*** Opening Records provided ***

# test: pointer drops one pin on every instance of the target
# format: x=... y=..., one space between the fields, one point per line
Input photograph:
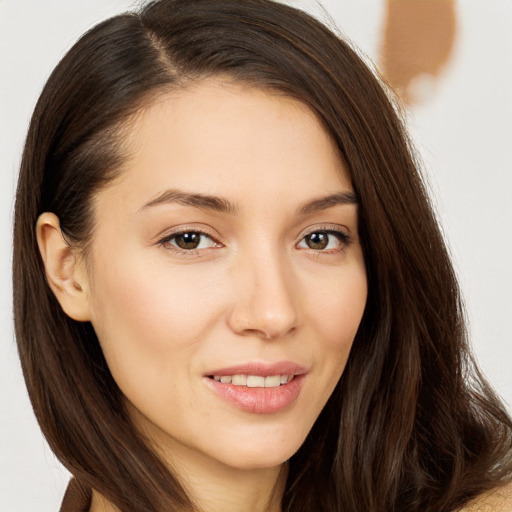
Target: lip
x=260 y=368
x=259 y=400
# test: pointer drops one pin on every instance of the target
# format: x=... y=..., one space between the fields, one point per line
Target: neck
x=214 y=487
x=233 y=490
x=226 y=491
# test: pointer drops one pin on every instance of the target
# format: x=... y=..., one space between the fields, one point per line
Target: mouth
x=253 y=381
x=258 y=388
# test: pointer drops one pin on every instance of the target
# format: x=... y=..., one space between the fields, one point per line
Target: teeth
x=273 y=382
x=239 y=380
x=254 y=381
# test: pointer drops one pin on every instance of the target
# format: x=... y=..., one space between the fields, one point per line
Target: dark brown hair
x=412 y=425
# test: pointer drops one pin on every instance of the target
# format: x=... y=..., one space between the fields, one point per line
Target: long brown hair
x=412 y=425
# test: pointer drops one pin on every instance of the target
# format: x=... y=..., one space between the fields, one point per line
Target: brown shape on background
x=418 y=40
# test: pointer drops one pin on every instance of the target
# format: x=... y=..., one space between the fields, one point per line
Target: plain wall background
x=463 y=133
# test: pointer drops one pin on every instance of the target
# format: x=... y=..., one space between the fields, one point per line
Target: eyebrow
x=202 y=201
x=322 y=203
x=221 y=205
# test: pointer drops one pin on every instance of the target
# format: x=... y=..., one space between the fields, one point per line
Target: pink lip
x=263 y=369
x=259 y=400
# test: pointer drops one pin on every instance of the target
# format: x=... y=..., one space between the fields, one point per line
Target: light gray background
x=463 y=133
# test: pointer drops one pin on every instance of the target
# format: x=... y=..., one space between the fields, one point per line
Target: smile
x=257 y=387
x=254 y=381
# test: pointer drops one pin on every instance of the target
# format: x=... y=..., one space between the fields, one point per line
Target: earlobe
x=65 y=269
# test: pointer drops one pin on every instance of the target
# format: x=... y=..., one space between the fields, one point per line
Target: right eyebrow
x=203 y=201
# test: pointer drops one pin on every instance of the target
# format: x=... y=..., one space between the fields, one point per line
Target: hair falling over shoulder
x=412 y=425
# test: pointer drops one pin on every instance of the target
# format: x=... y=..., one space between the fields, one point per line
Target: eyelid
x=164 y=239
x=333 y=228
x=341 y=232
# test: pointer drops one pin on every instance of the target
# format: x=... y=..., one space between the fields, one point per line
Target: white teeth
x=254 y=381
x=273 y=381
x=239 y=380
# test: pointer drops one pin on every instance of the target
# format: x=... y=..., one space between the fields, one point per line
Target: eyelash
x=342 y=237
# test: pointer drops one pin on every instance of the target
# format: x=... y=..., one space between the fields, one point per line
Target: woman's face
x=227 y=250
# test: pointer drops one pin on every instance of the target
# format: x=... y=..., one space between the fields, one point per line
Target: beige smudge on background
x=418 y=40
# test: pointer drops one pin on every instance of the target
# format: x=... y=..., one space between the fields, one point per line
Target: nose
x=265 y=302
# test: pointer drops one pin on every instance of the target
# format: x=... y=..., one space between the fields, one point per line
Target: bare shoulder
x=498 y=500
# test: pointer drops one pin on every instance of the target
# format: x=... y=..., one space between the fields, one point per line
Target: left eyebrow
x=329 y=201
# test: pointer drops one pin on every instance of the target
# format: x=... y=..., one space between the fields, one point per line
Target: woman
x=230 y=290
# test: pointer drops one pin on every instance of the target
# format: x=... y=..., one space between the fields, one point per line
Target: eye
x=327 y=241
x=189 y=241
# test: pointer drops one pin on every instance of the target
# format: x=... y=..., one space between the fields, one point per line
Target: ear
x=65 y=269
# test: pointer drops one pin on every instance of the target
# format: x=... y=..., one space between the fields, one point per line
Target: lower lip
x=259 y=400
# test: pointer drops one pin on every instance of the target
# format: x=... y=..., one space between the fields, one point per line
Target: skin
x=255 y=289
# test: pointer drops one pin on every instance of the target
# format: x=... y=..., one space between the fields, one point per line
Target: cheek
x=149 y=322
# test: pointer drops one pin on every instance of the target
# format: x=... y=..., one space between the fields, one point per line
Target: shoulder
x=497 y=500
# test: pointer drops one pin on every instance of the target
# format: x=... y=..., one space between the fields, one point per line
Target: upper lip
x=261 y=368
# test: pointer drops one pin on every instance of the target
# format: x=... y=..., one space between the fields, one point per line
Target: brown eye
x=325 y=241
x=317 y=241
x=189 y=241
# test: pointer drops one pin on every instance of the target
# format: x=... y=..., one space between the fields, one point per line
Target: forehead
x=229 y=139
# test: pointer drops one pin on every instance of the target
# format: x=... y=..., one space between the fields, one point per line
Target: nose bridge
x=265 y=303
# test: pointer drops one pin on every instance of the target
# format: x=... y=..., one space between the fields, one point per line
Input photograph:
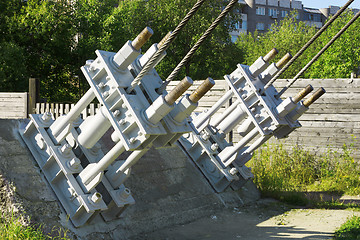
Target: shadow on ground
x=266 y=219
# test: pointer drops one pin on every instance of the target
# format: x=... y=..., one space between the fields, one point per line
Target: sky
x=327 y=3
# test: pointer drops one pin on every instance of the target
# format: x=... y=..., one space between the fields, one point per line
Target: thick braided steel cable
x=319 y=53
x=189 y=55
x=301 y=51
x=150 y=64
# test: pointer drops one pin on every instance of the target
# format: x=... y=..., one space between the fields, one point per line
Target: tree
x=214 y=58
x=55 y=38
x=343 y=57
x=288 y=35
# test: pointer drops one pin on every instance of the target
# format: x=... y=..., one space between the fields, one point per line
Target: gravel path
x=267 y=219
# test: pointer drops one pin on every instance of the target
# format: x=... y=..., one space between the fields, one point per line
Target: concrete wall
x=13 y=105
x=167 y=188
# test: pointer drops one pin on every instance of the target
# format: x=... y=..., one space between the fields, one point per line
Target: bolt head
x=96 y=198
x=75 y=162
x=66 y=149
x=46 y=117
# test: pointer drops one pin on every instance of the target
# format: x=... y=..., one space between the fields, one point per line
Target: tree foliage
x=288 y=35
x=53 y=39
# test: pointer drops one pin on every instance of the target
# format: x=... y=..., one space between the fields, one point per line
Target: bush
x=278 y=170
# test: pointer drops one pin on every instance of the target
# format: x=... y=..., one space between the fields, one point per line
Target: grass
x=277 y=170
x=291 y=175
x=12 y=228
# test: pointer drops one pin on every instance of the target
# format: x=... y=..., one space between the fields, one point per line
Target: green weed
x=277 y=171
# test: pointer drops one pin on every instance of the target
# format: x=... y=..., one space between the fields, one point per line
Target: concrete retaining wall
x=167 y=188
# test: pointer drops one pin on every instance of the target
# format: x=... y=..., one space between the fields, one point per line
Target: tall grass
x=13 y=228
x=278 y=170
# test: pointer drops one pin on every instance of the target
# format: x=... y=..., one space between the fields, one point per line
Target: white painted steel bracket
x=223 y=163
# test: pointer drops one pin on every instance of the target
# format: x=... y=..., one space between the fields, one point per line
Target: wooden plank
x=13 y=105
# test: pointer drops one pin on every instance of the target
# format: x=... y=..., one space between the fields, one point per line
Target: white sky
x=327 y=3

*** Closing Records provided ***

What to do: The expected output is the full material above, unaltered, with pictures removed.

Reply:
# test: pointer drops one pin on every instance of the target
# format: x=... y=..., one space between the fields, one point per line
Input photograph:
Target: lip
x=260 y=368
x=259 y=400
# test: pointer drops one pin on every instance of the target
# format: x=... y=..., one space between the fields, one point per line
Target: neck
x=214 y=487
x=233 y=490
x=226 y=491
# test: pointer drops one pin on every instance of the target
# format: x=... y=..., one space between the fields, one point per line
Target: mouth
x=253 y=381
x=258 y=388
# test: pointer drops one pin on every instance of the target
# format: x=... y=..., one space between the fields, one point per line
Target: teeth
x=273 y=382
x=239 y=380
x=254 y=381
# test: pointer drops one pin on every instance of the target
# format: x=... y=..., one space between the fields, one point per line
Target: dark brown hair
x=412 y=425
# test: pointer drops one pin on every instance of the target
# format: x=... y=..., one space between the fields, one point per line
Target: long brown hair
x=412 y=425
# test: pointer drops one pin on every instance of the target
# format: x=... y=..., one space between the fields, one point per line
Target: brown shape on background
x=418 y=40
# test: pointer drops one pin on every instance of the target
# format: x=... y=..., one space between the fields, one point per line
Target: plain wall background
x=463 y=133
# test: pointer drops one pin on every instance of the target
# format: x=... y=..., one space between the fields, one point per line
Target: eyebrow
x=202 y=201
x=322 y=203
x=221 y=205
# test: pointer drops one pin on every instance of the target
# format: x=... y=..., one space between the fields, one point per line
Target: pink lip
x=263 y=369
x=259 y=400
# test: pointer drops one pin on every instance of the target
# format: x=... y=..., one space between the fields, one point per line
Target: light gray background
x=463 y=133
# test: pointer drops one pin on every instance of the target
# format: x=... y=..., one space between the fields, one point per line
Target: smile
x=257 y=387
x=254 y=381
# test: pointer drops one pin on every instance of the target
# format: x=... y=..., one space between the fields, one point per line
Target: earlobe
x=65 y=269
# test: pointer drops one pin on every instance of the target
# format: x=... y=..., one space between the fields, one point per line
Target: right eyebrow
x=203 y=201
# test: pointer drops one pin on every instance of the target
# format: x=... y=..., one space between the fields, one point per line
Target: hair falling over shoulder
x=412 y=425
# test: pointer drops one pin on every instance of the target
# format: x=... y=..., one space between the fields, one point per line
Target: eyelid
x=164 y=239
x=333 y=228
x=341 y=232
# test: pointer drops one pin on every instance of the target
# format: x=... y=..., one space between the fields, one point per line
Target: white teeth
x=254 y=381
x=273 y=381
x=239 y=380
# test: pointer drops one pin on every instance of the target
# format: x=... y=..., one space between the fields, one point per line
Target: eyelash
x=342 y=237
# test: pointer drops one pin on every instance of the target
# format: x=... y=..., one space between the fields, one point per line
Target: woman's face
x=227 y=250
# test: pointer drops one pin on every instance of the target
# format: x=... y=..., one space between the fields, one point per line
Target: beige smudge on background
x=418 y=40
# test: pointer drops one pin on every instance of the target
# format: x=... y=..., one space between the fields, one point per line
Target: nose
x=265 y=302
# test: pointer drops one pin on every instance of the target
# format: x=... y=..., one space between the fields, one point per line
Target: bare shoulder
x=498 y=500
# test: pointer drops one pin on every instance of the target
# format: x=... y=..., one space between the fields, one point per line
Target: left eyebrow
x=329 y=201
# test: pointer drops one pin on every instance of the target
# format: x=... y=..., one space between the fields, one point per line
Target: woman
x=230 y=290
# test: pointer drops one pin on every instance of the target
# format: x=... y=..., one space between the fields, one point per line
Target: eye
x=327 y=241
x=189 y=241
# test: pointer drops one pin on every instance of the target
# format: x=... y=..., one space between the fields, one point per line
Target: ear
x=65 y=269
# test: pointer drops one pin on every instance of the target
# format: x=... y=..., one space between the fields, one point per line
Target: lower lip
x=259 y=400
# test: pointer drops one pin on every instance of the target
# format: x=... y=..., one space between the fields, one point per line
Target: skin
x=255 y=289
# test: pointer drops one pin on every instance of the target
# format: x=... y=..., one space between the fields, one point per line
Target: cheek
x=149 y=322
# test: pointer drops one pin on every instance of the target
# format: x=... y=..., one space between the fields, one point per line
Target: shoulder
x=497 y=500
# test: pointer drops one pin on every instance of the target
# format: x=... y=..., one space between the fields, one point per line
Target: upper lip
x=261 y=368
# test: pointer drops one pin on every instance of the target
# format: x=... y=..., one space between the fields, one point per line
Target: brown eye
x=325 y=241
x=317 y=241
x=189 y=241
# test: pointer drops one pin on every instance of the target
# format: x=... y=..., one space between the fields, one point per line
Target: forehead
x=229 y=139
# test: pointer drops one pin on every instance of the target
# format: x=... y=..., one space between the fields, one point per line
Target: nose bridge
x=265 y=303
# test: pointer drops one pin on every instance of the target
# format: x=... y=..., one space between the fields, one point per line
Input photograph:
Target: shadow on ground
x=266 y=219
# test: pointer drops one pin on every instance of the target
# format: x=... y=..., one space between the fields, one point per line
Target: sky
x=327 y=3
# test: pointer drops one pin on every instance of the target
# format: x=... y=..., one space between the fields, one point per line
Target: thick braided steel cable
x=319 y=53
x=189 y=55
x=301 y=51
x=150 y=64
# test: pointer drops one pin on every instance of the target
# format: x=... y=..., one space between the fields, one point per line
Target: tree
x=214 y=58
x=55 y=38
x=343 y=57
x=288 y=35
# test: pointer drops one pin on every instance of the target
# format: x=... y=..., one space between the fields, one point per line
Target: gravel path
x=267 y=219
# test: pointer drops one pin on every instance of the target
# format: x=... y=..., one space between the fields, one point per line
Target: concrete wall
x=13 y=105
x=167 y=188
# test: pointer drops one pin on every instance of the target
# format: x=... y=..., one space between the fields, one point per line
Target: bolt head
x=96 y=198
x=75 y=162
x=66 y=149
x=46 y=117
# test: pointer drops one pin on every instance of the target
# format: x=... y=..., one space between the fields, one point per line
Target: tree foliage
x=288 y=35
x=53 y=39
# test: pointer drops one pin on every instance of the target
# format: x=... y=..., one space between the fields, one point per line
Target: bush
x=278 y=170
# test: pointer drops one pin on every instance of the target
# format: x=... y=..., one space between the fields, one point per line
Target: grass
x=277 y=170
x=291 y=175
x=12 y=228
# test: pointer drops one pin on every instance of the target
# format: x=... y=..., one space between the fields, one point per line
Target: green weed
x=277 y=171
# test: pointer drops one pin on every instance of the target
# format: x=... y=..., one space between the fields, one point per line
Target: concrete retaining wall
x=167 y=188
# test: pointer drops one pin on every instance of the target
# format: x=... y=..., one space between the fields, one point per line
Target: tall grass
x=13 y=228
x=278 y=170
# test: pointer drops one pin on every instance of the target
# format: x=... y=..., one space between the fields, one point per line
Target: white painted steel bracket
x=223 y=163
# test: pointer drops one pin on every instance of the target
# format: x=... y=..., one space between the fields, one point per line
Target: wooden plank
x=13 y=105
# test: pointer drops one pin on every instance of the target
# format: x=... y=..., one space between the fields, one point per line
Target: white sky
x=327 y=3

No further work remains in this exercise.